'''

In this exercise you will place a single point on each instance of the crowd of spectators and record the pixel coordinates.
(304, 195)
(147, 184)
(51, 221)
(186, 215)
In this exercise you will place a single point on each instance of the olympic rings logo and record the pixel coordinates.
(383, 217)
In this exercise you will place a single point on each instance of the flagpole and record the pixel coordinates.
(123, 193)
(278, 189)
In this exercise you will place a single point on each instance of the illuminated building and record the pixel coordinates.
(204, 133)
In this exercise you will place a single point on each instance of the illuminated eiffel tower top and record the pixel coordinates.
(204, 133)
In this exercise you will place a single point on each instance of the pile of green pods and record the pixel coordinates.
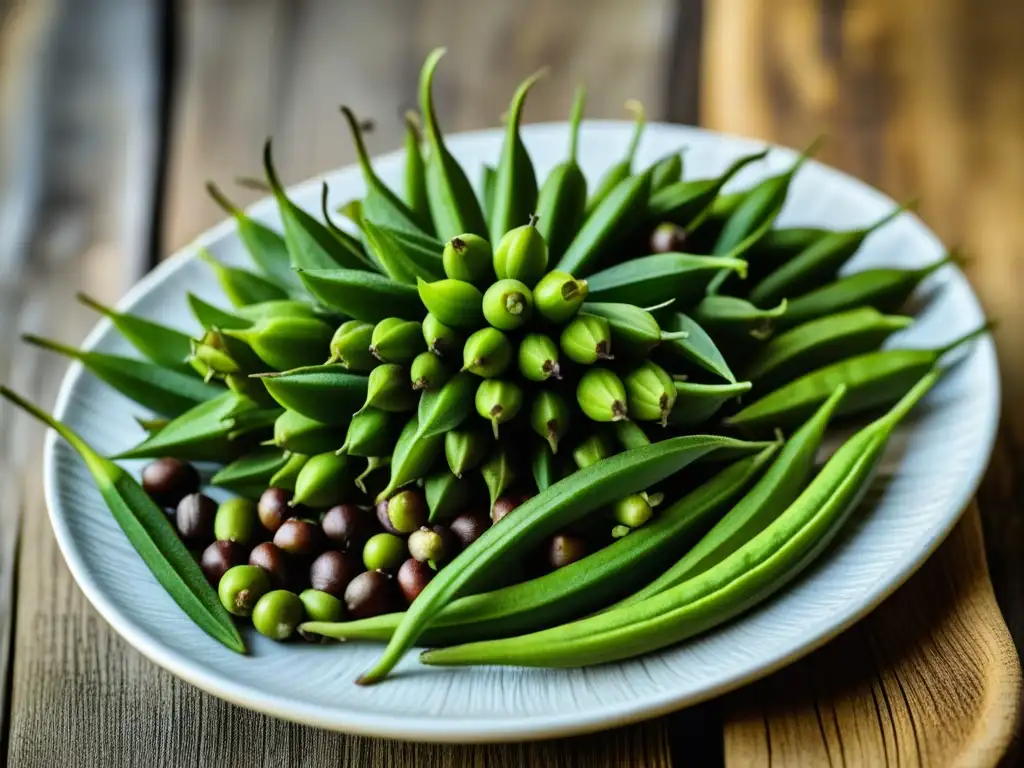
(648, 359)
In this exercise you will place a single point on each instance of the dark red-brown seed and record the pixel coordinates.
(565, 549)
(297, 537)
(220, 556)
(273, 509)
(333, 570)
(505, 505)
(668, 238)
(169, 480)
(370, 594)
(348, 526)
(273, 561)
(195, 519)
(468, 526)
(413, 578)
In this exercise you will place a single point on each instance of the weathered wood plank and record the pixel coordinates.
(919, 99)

'''
'''

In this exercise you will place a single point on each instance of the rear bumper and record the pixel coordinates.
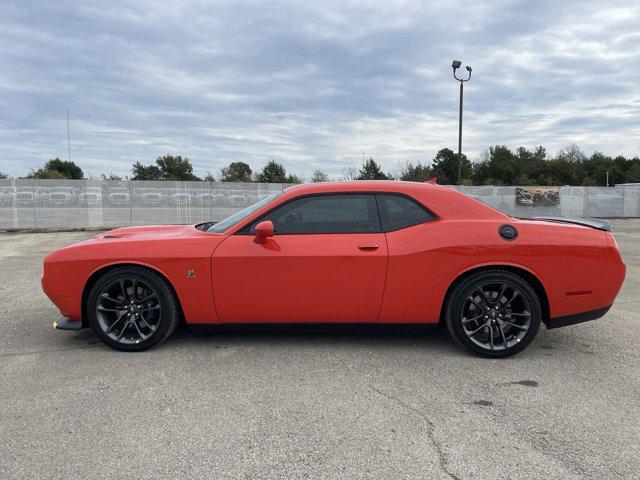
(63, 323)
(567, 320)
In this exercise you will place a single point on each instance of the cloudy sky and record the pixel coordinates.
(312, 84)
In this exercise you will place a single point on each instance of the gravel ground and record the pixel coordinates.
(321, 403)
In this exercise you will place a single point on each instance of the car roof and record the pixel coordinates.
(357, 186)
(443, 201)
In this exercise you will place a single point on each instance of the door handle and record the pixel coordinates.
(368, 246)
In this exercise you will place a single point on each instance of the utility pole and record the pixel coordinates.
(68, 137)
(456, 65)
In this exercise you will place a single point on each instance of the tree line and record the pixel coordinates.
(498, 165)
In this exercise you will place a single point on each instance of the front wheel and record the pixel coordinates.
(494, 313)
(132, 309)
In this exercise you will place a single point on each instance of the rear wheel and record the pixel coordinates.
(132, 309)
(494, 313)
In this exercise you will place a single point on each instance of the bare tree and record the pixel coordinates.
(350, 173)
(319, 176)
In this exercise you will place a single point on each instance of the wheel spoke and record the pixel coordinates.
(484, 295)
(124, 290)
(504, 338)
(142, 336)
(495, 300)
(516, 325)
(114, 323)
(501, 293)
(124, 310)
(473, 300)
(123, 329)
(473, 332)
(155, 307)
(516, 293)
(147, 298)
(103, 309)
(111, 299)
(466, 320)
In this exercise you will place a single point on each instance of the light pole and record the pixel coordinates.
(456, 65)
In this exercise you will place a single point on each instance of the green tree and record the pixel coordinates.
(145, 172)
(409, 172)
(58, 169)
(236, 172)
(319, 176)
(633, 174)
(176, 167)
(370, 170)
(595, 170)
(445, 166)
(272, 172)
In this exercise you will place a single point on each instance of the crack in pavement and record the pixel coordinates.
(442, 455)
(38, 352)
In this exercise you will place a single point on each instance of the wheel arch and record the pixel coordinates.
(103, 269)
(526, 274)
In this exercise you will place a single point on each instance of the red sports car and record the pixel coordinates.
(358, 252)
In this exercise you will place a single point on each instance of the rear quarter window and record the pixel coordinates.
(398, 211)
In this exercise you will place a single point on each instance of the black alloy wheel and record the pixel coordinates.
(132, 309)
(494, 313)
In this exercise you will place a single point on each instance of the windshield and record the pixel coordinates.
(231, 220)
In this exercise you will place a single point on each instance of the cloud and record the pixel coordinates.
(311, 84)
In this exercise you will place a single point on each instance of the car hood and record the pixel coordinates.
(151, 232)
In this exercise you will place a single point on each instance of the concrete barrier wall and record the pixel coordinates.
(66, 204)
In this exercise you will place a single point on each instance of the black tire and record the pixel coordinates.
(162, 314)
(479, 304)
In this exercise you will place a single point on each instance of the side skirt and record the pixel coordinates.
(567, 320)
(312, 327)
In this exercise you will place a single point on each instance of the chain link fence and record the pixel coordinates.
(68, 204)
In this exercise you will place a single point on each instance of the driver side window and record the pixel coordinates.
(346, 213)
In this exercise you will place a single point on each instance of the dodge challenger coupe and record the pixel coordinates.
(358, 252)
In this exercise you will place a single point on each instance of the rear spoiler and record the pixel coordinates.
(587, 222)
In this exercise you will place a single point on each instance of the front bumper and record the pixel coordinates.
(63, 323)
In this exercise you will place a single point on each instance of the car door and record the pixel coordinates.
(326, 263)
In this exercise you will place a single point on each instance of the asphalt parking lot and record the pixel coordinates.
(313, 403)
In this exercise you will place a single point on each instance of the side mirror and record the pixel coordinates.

'''
'''

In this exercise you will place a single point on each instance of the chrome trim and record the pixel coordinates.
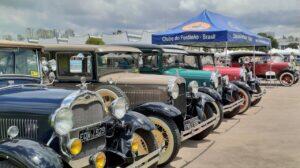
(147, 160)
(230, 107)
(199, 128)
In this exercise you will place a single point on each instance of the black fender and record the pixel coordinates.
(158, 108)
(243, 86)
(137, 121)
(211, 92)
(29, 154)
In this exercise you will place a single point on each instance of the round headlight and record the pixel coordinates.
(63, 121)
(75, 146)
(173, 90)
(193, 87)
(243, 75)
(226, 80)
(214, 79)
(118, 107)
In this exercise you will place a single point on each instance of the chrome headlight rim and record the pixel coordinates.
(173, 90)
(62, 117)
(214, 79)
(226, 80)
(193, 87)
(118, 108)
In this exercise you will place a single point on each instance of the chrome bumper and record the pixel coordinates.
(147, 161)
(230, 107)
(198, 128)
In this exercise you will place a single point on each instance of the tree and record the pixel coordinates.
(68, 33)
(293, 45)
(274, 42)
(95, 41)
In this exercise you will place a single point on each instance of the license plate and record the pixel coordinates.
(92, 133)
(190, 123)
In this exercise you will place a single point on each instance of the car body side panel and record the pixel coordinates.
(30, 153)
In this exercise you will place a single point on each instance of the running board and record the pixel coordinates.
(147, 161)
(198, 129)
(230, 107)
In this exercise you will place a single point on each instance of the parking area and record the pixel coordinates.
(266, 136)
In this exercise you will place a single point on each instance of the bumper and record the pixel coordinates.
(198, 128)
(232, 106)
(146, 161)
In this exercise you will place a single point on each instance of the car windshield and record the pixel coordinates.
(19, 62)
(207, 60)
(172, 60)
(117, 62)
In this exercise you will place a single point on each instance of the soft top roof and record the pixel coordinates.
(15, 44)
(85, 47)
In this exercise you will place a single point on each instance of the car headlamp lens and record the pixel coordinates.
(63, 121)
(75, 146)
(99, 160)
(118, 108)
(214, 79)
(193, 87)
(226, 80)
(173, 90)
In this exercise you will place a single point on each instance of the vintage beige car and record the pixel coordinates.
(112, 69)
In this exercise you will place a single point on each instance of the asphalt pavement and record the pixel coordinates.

'''

§ TASK DETAILS: Pick out each line of the records above that contains the word "front", and copy those lines unchanged.

§ RESULT FOR THIS TASK:
In this exercise you will place a single point on each instance of the front wheel and record the pixel coordinates.
In this exercise you will place a single point on each instance of the front bumper and record the pixel coordinates.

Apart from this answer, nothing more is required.